Exercise: Range to output from the entries below: the line containing "Sample: <point>215,23</point>" through the line containing "Sample: <point>32,131</point>". Set it down exactly, ends included, nothing else.

Segment Start: The input

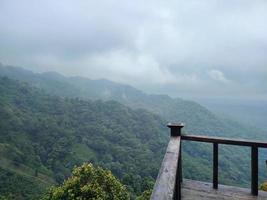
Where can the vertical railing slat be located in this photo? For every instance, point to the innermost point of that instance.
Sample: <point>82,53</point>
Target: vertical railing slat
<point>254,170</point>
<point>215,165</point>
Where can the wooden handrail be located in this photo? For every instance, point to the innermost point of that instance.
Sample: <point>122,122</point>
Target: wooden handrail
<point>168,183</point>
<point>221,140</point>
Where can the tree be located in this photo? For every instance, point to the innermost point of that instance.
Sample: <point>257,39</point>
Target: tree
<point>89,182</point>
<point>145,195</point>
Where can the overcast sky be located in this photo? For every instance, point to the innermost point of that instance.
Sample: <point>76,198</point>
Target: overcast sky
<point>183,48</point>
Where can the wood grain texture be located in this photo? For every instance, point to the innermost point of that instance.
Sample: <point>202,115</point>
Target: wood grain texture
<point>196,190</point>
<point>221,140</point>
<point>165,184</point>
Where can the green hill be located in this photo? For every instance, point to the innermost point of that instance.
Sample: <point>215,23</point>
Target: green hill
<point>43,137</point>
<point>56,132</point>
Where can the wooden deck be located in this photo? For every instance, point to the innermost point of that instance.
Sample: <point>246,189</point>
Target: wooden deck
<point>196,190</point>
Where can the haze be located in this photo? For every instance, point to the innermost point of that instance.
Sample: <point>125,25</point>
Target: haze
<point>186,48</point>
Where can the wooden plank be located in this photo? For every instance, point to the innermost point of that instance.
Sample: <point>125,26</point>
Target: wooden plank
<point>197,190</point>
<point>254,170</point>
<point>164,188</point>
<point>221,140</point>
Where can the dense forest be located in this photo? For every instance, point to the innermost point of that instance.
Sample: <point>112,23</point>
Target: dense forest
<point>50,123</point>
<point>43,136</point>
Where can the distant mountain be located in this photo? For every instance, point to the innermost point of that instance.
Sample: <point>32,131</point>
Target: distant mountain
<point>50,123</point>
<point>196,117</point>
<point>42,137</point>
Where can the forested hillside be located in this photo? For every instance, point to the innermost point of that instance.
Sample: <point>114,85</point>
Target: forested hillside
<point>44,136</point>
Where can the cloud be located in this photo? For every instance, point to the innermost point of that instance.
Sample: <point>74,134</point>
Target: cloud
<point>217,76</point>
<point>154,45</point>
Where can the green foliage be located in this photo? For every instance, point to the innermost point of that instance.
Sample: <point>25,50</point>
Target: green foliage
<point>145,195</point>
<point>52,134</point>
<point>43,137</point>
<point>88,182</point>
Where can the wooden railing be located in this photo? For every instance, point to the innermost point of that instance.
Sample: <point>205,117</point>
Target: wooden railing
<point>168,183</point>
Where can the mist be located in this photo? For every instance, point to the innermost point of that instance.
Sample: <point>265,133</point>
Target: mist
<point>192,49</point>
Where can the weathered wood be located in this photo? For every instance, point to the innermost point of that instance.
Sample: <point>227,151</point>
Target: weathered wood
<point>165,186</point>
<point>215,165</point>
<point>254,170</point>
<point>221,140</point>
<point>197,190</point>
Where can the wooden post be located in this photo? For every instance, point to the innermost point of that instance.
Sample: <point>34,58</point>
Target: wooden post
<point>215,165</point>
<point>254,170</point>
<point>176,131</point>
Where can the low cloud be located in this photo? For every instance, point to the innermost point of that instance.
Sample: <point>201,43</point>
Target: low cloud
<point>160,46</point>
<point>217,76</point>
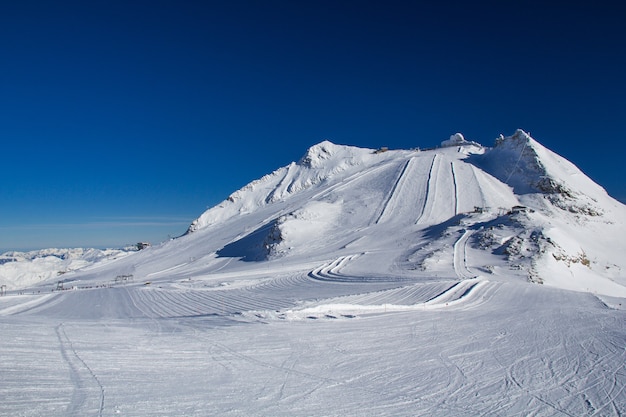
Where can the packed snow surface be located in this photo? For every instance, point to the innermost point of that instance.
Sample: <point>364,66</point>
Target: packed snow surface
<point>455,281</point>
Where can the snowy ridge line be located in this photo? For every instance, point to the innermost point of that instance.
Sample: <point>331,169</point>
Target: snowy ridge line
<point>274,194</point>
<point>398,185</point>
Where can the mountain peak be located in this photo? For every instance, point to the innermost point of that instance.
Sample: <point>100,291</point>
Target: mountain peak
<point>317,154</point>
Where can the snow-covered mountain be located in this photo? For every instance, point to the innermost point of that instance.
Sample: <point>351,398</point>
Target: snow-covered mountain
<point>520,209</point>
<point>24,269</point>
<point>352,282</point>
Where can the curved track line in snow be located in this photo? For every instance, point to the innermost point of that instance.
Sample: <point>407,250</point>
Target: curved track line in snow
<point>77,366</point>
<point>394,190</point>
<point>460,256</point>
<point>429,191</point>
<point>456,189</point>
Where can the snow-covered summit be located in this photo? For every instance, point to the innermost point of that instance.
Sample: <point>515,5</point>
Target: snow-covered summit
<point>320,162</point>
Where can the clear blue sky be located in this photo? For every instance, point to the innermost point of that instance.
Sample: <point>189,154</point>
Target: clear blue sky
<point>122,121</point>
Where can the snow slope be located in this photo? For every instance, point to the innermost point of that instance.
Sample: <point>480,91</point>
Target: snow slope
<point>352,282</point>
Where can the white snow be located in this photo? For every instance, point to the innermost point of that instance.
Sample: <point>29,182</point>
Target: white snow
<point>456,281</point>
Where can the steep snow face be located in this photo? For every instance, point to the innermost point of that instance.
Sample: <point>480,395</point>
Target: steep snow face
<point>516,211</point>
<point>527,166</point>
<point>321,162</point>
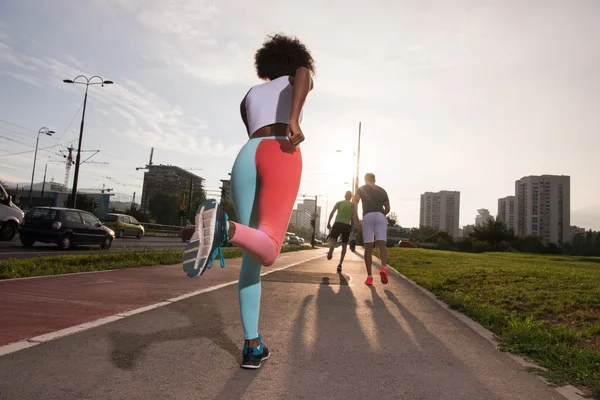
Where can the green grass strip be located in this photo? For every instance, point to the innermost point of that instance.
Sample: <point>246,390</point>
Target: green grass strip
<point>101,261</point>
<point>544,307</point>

Segment End: The input

Task solution:
Sample: <point>215,23</point>
Target: green hill
<point>43,137</point>
<point>56,132</point>
Where can the wooden deck be located in this photo? For every instance, point to the innermost point of that instance.
Sample: <point>246,189</point>
Target: wooden deck
<point>196,190</point>
Where can the haze be located in this photo? For every instance, point to the innermost point of that instance.
Sample: <point>125,25</point>
Target: haze
<point>186,48</point>
Where can the wooden plank be located in this photo? For every instance, point to the innermost point of that instance.
Sample: <point>125,26</point>
Target: wooden plank
<point>197,190</point>
<point>254,170</point>
<point>164,188</point>
<point>221,140</point>
Where can the dense forest be located in this photo? For every instance, point to the innermost point of that instance.
Sample: <point>112,23</point>
Target: dense forest
<point>50,123</point>
<point>43,136</point>
Where can the distant mountain be located in this photo? For every instance, point to the innermost point of that instance.
Sample: <point>32,131</point>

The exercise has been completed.